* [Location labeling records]

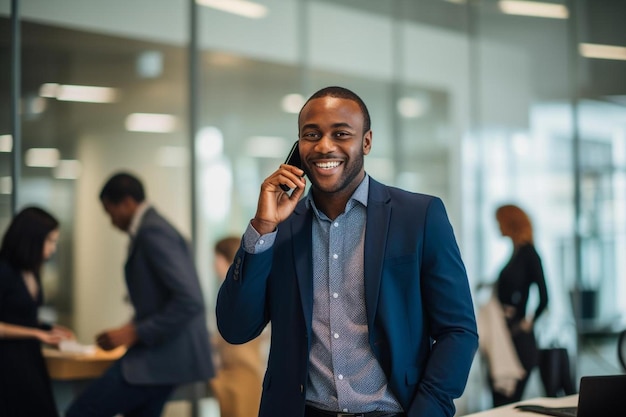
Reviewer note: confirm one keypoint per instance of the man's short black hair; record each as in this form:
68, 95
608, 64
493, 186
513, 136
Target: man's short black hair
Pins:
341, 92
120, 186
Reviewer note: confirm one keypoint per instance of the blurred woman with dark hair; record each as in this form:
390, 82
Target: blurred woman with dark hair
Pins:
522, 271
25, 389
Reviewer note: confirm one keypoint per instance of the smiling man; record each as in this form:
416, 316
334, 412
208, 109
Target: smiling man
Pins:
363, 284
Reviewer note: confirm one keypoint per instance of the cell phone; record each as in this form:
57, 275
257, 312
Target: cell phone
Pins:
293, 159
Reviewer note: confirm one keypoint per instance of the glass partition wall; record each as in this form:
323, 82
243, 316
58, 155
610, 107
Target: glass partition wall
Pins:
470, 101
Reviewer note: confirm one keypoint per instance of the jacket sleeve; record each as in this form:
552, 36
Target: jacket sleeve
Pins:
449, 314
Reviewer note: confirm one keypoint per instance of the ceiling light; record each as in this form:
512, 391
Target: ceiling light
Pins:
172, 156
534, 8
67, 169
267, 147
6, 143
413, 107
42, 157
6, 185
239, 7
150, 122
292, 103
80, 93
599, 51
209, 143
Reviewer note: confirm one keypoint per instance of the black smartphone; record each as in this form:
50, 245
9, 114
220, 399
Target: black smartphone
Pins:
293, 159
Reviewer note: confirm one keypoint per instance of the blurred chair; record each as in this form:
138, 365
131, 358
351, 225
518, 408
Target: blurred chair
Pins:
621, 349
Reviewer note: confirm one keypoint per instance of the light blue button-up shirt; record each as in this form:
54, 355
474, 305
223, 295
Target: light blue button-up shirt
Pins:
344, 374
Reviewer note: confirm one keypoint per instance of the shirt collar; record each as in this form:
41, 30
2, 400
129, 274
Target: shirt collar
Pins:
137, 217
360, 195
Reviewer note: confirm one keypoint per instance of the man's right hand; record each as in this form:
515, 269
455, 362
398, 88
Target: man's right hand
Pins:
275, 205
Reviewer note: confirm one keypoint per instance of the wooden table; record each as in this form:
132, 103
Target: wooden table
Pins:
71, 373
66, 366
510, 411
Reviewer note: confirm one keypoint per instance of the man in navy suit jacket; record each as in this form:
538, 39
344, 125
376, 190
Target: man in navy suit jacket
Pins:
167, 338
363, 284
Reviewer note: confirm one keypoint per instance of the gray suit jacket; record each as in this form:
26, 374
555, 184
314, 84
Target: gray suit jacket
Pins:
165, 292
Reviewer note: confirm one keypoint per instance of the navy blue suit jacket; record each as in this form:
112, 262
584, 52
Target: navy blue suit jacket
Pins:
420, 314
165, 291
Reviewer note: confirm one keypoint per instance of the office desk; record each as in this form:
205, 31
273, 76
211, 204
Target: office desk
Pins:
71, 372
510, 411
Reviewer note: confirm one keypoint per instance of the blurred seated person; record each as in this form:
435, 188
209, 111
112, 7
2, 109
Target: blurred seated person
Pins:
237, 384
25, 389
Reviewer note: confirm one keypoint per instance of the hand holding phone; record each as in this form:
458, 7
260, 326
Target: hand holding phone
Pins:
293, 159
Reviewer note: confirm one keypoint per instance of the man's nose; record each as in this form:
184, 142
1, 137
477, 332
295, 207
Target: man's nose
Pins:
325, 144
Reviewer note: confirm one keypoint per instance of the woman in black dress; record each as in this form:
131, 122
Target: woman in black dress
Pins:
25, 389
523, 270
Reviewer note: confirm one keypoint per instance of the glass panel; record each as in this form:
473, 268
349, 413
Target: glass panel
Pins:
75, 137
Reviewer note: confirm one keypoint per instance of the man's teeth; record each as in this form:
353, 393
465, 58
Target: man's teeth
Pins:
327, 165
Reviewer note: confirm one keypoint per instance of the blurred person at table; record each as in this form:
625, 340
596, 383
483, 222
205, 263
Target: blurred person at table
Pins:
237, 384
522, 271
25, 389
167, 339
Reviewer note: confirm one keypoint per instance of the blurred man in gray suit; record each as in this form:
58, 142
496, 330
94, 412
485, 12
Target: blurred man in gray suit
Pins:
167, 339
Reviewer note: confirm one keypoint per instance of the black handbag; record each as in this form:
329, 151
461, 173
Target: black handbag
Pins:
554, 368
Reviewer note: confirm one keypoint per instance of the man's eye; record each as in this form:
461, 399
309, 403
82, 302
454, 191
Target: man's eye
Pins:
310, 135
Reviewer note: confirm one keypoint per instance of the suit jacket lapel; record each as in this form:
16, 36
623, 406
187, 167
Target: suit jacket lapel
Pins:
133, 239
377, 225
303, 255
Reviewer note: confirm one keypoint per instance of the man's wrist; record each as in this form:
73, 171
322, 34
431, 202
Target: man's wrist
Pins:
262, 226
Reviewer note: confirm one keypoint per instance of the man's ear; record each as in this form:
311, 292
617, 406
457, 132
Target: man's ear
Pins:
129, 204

* [What to produce] Reproduce exactly the lines from the one containing "the black handbag;" through the last line of the records above, including both, and nothing else.

* [Result below]
Reviewer note: confirm one keypoint per instance of the black handbag; record each as in this form:
329, 151
461, 173
Target: black handbag
Pins:
554, 368
Reviewer note: confirm one keypoint per instance of the man's eye; record each as in this form:
461, 399
309, 403
82, 302
454, 191
Target: man's eye
Pins:
310, 135
Reviewer note: confirm one keypoint per instance of the suit jacket lapel; record each as in this form:
16, 36
623, 406
187, 167
Target: suit jacket lapel
Pins:
133, 239
377, 225
303, 255
Reviewer note: confirm one keypoint per instance of the man's wrist; record each as in this form:
73, 171
322, 34
431, 202
Target: man's wrist
Pins:
262, 226
Reviewer note: confirm one keypoint per instance of the man's ear; record each as in this form:
311, 292
617, 406
457, 132
Target: man's ear
Pins:
129, 204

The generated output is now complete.